▶ [What is being asked]:
All of the data, from the first line to the last, should be reproduced without alteration.

▶ [Data provided]:
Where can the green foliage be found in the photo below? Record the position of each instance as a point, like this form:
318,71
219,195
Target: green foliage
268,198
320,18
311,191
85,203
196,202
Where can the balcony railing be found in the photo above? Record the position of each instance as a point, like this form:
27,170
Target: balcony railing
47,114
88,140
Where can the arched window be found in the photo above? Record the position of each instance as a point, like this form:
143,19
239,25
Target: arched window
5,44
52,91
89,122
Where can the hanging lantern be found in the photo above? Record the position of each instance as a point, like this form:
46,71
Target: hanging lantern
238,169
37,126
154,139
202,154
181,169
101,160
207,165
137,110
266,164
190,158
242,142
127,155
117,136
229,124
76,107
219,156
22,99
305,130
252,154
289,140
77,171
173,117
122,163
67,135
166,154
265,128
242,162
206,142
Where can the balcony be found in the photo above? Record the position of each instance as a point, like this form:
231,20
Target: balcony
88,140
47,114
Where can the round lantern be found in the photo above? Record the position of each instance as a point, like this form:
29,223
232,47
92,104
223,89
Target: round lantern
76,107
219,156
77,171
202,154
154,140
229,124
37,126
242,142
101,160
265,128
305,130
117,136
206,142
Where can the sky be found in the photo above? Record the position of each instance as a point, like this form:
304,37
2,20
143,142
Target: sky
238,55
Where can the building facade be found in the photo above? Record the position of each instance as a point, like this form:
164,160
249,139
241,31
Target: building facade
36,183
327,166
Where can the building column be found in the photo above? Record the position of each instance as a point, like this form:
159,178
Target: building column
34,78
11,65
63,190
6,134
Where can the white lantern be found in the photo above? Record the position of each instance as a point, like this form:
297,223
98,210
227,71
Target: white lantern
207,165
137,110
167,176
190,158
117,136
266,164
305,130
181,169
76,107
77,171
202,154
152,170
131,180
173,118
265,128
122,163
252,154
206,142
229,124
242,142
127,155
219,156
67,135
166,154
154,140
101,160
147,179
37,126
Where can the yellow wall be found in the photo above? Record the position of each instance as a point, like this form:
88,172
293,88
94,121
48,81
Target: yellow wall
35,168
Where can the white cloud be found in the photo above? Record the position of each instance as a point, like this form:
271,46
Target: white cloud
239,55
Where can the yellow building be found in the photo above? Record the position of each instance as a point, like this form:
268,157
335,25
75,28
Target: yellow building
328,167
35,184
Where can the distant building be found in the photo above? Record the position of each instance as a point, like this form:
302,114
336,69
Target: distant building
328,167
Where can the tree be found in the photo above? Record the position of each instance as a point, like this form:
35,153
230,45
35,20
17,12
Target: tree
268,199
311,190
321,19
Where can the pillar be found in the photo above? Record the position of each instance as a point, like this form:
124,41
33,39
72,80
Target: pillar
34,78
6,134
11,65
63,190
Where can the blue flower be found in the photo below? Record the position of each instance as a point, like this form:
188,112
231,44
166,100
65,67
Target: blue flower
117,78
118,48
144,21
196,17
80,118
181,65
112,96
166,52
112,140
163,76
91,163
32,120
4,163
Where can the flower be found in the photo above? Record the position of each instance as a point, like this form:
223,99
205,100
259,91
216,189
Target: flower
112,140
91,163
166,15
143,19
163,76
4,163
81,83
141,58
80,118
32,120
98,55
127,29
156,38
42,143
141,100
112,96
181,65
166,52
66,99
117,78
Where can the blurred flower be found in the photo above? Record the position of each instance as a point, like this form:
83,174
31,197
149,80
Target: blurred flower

▶ [Expected answer]:
Where can the green foliage be found in the photo below? Record the position of each instance as a point, like this form:
318,71
219,195
Target: green foliage
268,198
320,18
311,191
85,203
196,202
Where can the balcony railing be found in the photo above? Record the position of each instance as a point, like this form:
27,170
Target: balcony railing
47,114
88,140
Where can the arched window be found in the photo above? Record the position of each instance as a point, like this form:
143,19
239,25
Target: arched window
5,44
52,91
89,122
Where can the hanging lantern be found in the photo above? Record the position of each instance as a point, like this form:
46,71
Target: hanging lantern
238,169
37,126
154,139
202,154
181,169
101,160
207,165
137,110
266,164
190,158
242,142
127,155
117,136
229,124
76,107
219,156
22,99
305,130
252,154
289,140
77,171
173,117
122,163
67,135
166,154
265,128
242,162
206,142
Where can the balcony be found in the photo above? Record the position of each instance as a point, like this form:
231,20
Target: balcony
88,140
47,114
Where can the round lantern be found in the photo above? Record the position of each instance as a point, like this form:
29,223
232,47
92,104
223,89
Target: round lantern
76,107
219,156
77,171
202,154
154,140
229,124
37,126
242,142
101,160
265,128
305,130
117,136
206,142
Where can the sky be found in the photo above? Record the position of each instance as a point, like this form:
304,37
2,20
143,142
Target: sky
238,55
Where can the building facade be found in the photo above? Record the position of each instance as a point, like this form:
164,160
249,139
241,31
Target: building facade
36,183
327,166
Where can the building column be found in the photo above? Record the position of each instance as a point, like this form:
159,178
Target: building column
34,78
11,65
63,190
6,134
Where can the white lantern be found in the photo above? Record the position of each instance as a point, like this form:
297,223
98,210
227,71
Target: white lantern
207,165
137,110
167,176
190,158
117,136
266,164
305,130
181,169
76,107
77,171
202,154
152,170
131,180
173,118
265,128
122,163
252,154
206,142
229,124
242,142
127,155
219,156
67,135
166,154
154,140
101,160
147,179
37,126
Where can the yellow wall be found in the photo above? Record the position of each instance as a point, like this form:
88,172
293,88
94,121
48,81
Target: yellow wall
35,168
Where can the white cloud be found in the photo above? Record the position of each instance as a point, like this form:
271,46
Target: white cloud
239,55
Where can the yellow building be found in the photo above? Record the position of each instance as a point, like this form:
268,157
335,25
75,28
Target: yellow building
328,167
35,184
Where can the distant building be found in the photo above? Record the position of each instance as a point, like this form:
302,114
336,69
Target: distant building
328,167
Where can the tree be found in the photo above? Record the position of each instance as a point, like this form:
35,153
230,45
35,20
17,12
Target: tree
268,199
311,190
321,19
Where can the pillar be found in the photo above? Record the position of each instance as a point, like this form:
124,41
33,39
72,80
Target: pillar
34,78
6,134
11,65
63,190
Where can the blue flower be found in the photo below? Record the position of each instance as a point, like this form:
188,112
231,44
166,100
65,67
Target: blue flower
117,78
118,48
144,21
196,17
80,118
181,65
112,96
166,52
112,140
163,76
91,163
32,120
4,163
Where can the flower be found in the photo above? Record the position of each instance as a point, like this form:
223,99
205,100
259,91
216,189
Target: flower
112,140
91,163
166,15
143,19
163,76
4,163
81,83
141,58
80,118
32,120
98,55
127,29
156,38
42,143
141,100
112,96
181,65
166,52
66,99
117,78
Where can the blurred flower be found in the photo above? Record the position of each instance as a point, like this form:
83,174
31,197
149,80
Target: blurred flower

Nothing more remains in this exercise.